Goal of the exercise: Below is a set of entries. Reproduce exactly the lines from the one containing "of the tree" through the end, both included.

Data records:
BEGIN

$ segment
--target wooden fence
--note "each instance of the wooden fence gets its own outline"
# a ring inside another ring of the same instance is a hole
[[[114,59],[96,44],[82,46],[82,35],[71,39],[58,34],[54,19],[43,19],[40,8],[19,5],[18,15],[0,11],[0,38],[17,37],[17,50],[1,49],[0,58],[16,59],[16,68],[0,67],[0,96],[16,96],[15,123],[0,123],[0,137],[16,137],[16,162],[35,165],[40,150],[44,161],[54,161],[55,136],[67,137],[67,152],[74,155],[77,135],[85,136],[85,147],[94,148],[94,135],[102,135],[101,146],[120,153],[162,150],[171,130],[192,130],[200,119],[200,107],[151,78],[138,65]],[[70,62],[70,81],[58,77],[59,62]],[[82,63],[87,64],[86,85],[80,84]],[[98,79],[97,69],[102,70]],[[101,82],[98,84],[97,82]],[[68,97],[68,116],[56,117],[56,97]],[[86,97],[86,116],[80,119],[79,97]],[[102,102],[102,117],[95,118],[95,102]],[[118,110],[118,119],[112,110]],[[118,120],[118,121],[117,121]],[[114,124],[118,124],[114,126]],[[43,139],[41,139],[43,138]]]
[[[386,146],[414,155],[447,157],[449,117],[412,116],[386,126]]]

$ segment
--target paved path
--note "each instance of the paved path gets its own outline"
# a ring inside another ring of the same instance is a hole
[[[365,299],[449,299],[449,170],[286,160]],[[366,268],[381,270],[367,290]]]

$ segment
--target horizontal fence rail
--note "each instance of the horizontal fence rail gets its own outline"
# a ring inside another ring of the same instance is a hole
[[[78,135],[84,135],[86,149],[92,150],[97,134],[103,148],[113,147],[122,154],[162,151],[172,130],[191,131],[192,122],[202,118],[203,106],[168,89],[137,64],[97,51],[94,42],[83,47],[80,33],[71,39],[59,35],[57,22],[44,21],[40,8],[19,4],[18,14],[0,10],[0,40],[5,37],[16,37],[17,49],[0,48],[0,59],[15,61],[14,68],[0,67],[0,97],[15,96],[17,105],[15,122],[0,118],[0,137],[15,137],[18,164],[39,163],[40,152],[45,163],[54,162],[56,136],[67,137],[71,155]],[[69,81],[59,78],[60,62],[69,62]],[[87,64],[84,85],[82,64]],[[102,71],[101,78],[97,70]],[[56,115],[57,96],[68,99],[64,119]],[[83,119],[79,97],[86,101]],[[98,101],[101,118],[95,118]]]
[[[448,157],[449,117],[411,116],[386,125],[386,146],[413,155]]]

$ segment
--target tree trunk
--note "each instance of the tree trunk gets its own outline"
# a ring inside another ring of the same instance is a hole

END

Written solution:
--note "each instance of the tree trunk gets its own outline"
# a ring inside another ring of the same instance is a hole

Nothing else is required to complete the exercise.